Source data
━━━━━━━━━━━━━━━━

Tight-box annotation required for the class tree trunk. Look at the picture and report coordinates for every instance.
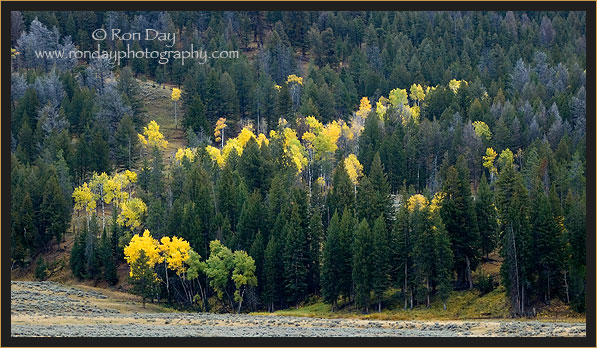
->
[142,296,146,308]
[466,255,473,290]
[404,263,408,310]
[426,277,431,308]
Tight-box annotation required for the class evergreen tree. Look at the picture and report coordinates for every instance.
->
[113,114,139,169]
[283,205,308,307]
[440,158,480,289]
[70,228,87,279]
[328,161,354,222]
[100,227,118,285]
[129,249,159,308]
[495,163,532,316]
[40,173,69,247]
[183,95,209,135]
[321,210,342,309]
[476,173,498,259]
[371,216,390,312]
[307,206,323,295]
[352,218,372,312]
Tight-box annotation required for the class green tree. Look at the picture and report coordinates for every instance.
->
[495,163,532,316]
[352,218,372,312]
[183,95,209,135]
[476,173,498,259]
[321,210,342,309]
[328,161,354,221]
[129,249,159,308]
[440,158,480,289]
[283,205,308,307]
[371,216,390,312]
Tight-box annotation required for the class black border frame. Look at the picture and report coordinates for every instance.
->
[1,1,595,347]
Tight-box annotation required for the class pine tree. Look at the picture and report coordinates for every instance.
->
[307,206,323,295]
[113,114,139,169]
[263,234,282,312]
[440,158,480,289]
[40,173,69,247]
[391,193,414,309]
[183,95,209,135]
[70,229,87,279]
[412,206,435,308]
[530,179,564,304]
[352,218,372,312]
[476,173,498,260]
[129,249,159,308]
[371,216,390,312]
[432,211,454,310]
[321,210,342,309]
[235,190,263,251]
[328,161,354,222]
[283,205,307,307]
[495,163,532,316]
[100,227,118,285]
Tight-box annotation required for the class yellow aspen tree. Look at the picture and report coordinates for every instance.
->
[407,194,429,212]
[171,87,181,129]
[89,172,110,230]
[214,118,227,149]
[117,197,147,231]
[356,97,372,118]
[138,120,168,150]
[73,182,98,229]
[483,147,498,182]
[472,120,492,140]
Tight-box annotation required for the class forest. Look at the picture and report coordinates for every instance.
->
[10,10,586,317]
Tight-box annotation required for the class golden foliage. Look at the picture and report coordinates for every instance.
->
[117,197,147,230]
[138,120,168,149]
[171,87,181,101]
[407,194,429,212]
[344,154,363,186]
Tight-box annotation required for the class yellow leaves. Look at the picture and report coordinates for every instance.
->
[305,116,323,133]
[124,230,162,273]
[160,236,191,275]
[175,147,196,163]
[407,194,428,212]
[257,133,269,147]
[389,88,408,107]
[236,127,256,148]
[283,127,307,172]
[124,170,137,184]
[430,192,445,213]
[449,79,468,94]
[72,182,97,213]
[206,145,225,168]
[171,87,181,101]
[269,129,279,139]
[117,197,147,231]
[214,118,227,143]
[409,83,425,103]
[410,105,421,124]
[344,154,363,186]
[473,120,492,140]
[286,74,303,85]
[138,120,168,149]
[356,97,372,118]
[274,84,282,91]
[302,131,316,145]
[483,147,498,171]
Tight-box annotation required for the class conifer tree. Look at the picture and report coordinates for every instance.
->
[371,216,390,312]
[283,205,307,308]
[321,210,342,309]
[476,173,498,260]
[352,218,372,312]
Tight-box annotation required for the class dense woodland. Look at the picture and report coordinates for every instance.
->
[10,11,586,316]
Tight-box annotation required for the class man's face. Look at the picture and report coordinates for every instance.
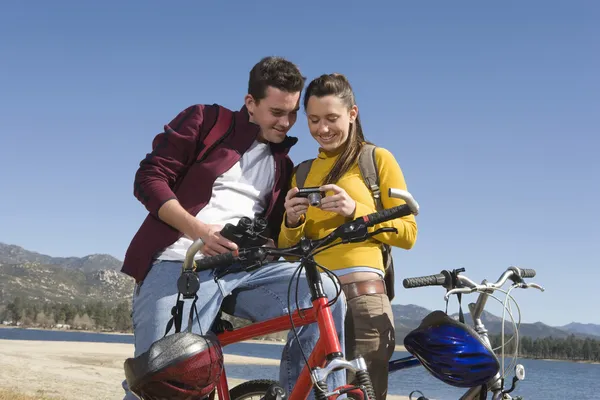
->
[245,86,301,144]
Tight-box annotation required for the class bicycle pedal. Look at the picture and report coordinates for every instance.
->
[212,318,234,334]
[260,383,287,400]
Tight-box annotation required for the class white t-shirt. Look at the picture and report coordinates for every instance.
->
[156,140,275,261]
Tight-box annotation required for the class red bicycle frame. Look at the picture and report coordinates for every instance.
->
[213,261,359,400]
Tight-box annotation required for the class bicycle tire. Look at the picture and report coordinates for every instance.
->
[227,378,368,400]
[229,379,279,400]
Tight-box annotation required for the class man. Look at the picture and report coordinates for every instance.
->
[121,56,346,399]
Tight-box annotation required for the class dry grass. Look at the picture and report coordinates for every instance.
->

━━━━━━━━━━━━━━━━

**Exercise**:
Search the records above for "tree" and copy every line that has it.

**Task result**:
Tight-box annotation required for the class tree trunk. Look at the picture and report coordinates for every instance.
Tight-box annotation required for the class evergreen tree. Look at the picture and report coordinates for every instance.
Tight-box annotation required for the class green tree. Look at the picture and report coordinates for every instance.
Tight-box annotation required for the class pine tree. Look at the picture and report coordinates for every instance.
Tight-box annotation required for the class yellow aspen tree. Look at the picture and report coordinates for every instance.
Tight-box annotation required for the class conifer tree. Look at the picture and report coordinates for every instance.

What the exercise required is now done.